■ **Image point grounding data**
□ □ □ □ □ □ □

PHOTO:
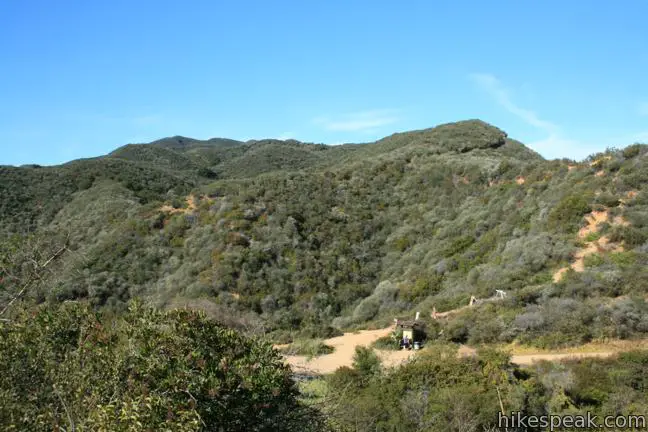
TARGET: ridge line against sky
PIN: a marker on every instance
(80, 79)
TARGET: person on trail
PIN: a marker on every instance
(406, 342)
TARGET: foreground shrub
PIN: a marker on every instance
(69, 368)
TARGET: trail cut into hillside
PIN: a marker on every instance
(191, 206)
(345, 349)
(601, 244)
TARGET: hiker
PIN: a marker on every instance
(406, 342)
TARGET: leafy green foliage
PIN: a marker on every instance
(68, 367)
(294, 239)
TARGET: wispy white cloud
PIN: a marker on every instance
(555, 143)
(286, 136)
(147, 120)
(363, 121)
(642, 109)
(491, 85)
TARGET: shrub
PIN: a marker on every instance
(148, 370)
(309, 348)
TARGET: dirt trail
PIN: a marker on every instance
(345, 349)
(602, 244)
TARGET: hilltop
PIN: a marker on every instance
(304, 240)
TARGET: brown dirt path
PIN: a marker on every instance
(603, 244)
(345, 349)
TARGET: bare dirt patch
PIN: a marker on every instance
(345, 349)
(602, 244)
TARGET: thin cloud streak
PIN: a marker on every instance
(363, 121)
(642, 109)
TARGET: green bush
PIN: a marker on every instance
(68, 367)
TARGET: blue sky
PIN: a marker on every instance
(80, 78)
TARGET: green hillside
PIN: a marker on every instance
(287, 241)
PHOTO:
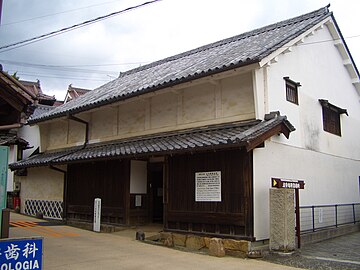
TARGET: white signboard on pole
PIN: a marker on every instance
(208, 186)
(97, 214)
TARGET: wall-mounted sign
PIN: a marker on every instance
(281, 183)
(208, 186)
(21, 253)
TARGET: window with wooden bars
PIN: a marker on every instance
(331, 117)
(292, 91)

□ □ □ □ □ □ □

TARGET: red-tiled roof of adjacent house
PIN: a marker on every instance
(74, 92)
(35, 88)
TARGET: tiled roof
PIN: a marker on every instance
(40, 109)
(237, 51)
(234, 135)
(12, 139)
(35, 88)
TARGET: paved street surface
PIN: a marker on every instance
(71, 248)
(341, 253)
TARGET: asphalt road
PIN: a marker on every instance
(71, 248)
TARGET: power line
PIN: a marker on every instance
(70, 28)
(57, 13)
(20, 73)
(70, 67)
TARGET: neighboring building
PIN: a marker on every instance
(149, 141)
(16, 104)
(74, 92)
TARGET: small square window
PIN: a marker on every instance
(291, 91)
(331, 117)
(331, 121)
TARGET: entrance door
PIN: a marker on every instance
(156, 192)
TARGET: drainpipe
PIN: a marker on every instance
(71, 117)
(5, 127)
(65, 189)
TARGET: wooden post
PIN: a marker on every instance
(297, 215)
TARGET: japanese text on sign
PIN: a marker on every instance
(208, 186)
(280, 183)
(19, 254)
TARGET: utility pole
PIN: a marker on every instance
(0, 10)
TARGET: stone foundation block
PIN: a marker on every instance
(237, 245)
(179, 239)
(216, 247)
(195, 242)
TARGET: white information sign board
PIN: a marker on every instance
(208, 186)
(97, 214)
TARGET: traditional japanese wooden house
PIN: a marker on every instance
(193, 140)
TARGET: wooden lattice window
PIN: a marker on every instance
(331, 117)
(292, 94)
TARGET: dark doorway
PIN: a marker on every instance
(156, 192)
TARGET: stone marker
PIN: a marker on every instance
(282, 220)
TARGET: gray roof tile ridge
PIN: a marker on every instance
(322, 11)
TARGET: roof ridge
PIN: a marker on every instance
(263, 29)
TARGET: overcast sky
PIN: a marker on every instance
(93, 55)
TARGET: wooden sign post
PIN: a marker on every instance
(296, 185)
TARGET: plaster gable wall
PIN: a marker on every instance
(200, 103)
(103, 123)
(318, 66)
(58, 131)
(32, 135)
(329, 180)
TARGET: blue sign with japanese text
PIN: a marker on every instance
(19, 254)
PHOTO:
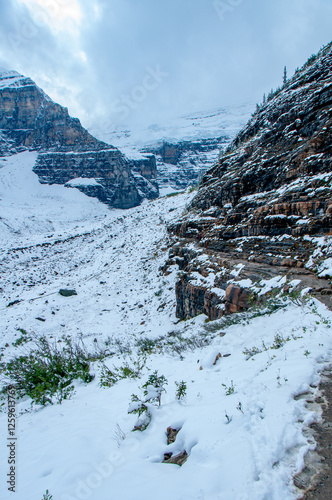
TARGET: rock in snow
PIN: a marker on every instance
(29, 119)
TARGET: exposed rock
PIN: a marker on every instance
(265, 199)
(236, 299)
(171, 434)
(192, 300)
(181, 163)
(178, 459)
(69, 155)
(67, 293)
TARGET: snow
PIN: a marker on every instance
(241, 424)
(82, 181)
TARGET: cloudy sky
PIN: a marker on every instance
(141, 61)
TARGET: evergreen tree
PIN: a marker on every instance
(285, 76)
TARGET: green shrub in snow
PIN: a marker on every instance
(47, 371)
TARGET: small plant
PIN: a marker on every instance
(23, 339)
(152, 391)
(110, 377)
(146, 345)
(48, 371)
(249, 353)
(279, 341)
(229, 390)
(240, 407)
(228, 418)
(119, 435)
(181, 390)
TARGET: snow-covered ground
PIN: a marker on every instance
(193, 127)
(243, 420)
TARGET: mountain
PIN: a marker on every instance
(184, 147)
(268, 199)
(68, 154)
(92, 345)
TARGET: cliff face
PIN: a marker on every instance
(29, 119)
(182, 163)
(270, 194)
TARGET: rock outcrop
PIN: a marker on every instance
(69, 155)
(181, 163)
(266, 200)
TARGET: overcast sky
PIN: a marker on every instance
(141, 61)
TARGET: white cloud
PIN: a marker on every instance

□ □ □ □ □ □ □

■ **What is required**
Your job is to copy out every line from the records above that has the word "trail".

■ **Answer section**
TARGET: person on trail
TARGET: trail cut into hillside
TARGET: dirt trail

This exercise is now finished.